[Document text]

From the first line of the script: "stack.sh is an opinionated OpenStack
developer installation". It doesn't provide nearly the flexibility of Puppet
(or Chef).

Devstack does one thing, and one thing (almost) only: get a simple
installation of OpenStack up and running as fast as possible (predominantly
for developers to test their modifications against).

Puppet can handle much more complex scenarios, and is really meant to deploy
production.

------
niggler
Can we at least link to the original article:
[http://www.businessinsider.com/a-dangerous-sign-for-
vmware-p...](http://www.businessinsider.com/a-dangerous-sign-for-vmware-
paypal-chooses-rival-openstack-2013-3)

I'm stunned by the extent to which the forbes.com rehashing of articles crest
the front page compared to the original articles.

[Data segment]

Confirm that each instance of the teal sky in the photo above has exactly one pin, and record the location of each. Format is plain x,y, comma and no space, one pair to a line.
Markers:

[Work to do]
**a.** In the forum thread on Devstack and Puppet, what does the first line of the stack.sh script call it?
**b.** Write the next part of the forum thread on Devstack and Puppet, picking up after its final sentence.

[Written responses]
**a.** An opinionated OpenStack developer installation.

**b.**
------
mkoz
_"UPDATE: We have heard from Adrian Ionel, the CEO of Renski's company
Mirantis, who says that Renski is "exaggerating the use case" of OpenStack at
PayPal and that Renski's "knowledge of the project is second hand and
therefore limited." Renski's title at Mirantis is executive vice president."_

It looks like they are adding OpenStack to the suite of tools they use at
PayPal and not replacing anything(at least, not yet). Sounds like Renski is
just a little over-excited when commenting about a platform he believes in.

------
blantonl
Paypal runs on _80 THOUSAND_ servers? And it takes hours for me to even get a
quarterly transaction log prepared for download?

That just boggles the mind....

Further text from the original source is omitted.